Reproduce the rows below word for word, starting at the line that contains "of the railing" and continuing through the last line of the rows.
**** ENTRIES SHOWN
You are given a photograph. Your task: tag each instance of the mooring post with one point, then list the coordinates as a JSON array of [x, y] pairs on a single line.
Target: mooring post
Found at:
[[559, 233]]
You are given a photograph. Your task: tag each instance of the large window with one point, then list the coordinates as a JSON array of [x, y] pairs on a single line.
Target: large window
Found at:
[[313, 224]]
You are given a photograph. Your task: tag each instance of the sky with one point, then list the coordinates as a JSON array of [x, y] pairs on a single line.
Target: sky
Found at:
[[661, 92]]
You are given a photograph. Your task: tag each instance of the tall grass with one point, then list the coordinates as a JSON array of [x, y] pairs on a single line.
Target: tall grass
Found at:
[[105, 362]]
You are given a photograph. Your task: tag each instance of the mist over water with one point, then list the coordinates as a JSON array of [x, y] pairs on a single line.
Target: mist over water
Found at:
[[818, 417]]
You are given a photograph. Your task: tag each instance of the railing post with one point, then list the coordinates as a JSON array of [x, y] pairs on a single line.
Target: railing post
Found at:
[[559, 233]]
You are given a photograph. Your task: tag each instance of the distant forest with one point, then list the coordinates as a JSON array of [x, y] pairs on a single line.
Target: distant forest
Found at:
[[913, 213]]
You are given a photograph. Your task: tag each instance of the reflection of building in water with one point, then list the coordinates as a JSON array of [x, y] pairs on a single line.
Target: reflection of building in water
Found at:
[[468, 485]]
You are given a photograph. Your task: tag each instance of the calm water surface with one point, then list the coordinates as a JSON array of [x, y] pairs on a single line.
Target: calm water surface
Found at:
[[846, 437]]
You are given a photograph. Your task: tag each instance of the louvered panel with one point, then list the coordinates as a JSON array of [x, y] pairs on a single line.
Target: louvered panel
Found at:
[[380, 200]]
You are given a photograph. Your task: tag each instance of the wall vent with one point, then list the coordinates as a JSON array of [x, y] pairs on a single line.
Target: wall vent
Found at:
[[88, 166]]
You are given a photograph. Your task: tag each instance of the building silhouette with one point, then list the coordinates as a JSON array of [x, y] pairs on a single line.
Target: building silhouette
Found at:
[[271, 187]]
********
» **SOLUTION BELOW**
You are given a photograph. Your task: tag each instance of the railing post with one point, then list the coordinates as a JSON array of [x, y] pairs on a single line.
Target: railing post
Found at:
[[559, 233]]
You are given a photograph. Your task: tag each instance of the distant forest with one point, then list the coordinates as a JSON array of [x, y] pairs on a single line.
Target: distant forest
Found at:
[[913, 213]]
You are given a photograph. Your task: tag each instance of the reflection of building in water with one point, then list the coordinates as a JSON array of [x, y] pairs on a single line.
Target: reflection of building in water
Found at:
[[468, 485]]
You are given a photograph. Your task: tag each instance of the calm water surface with one point, then list the coordinates as a JSON array of [x, y] pairs on a single line.
Target: calm water surface
Found at:
[[846, 437]]
You are given a photograph. Your task: tag each instance of the louvered panel with one point, then list the coordinates as a JSON array of [x, y] pairs on a single line.
Target: louvered panel
Found at:
[[380, 200]]
You are given a photograph. Your task: tag each instance of the wall vent with one point, then list the coordinates as a JSON array of [x, y] pairs on a single line.
Target: wall vent
Found at:
[[88, 166]]
You are given a photograph. Your task: tag each instance of the building silhouette with one point, then list the coordinates as a JSON array of [x, y] pairs on a single line.
Target: building silhouette
Found at:
[[271, 187]]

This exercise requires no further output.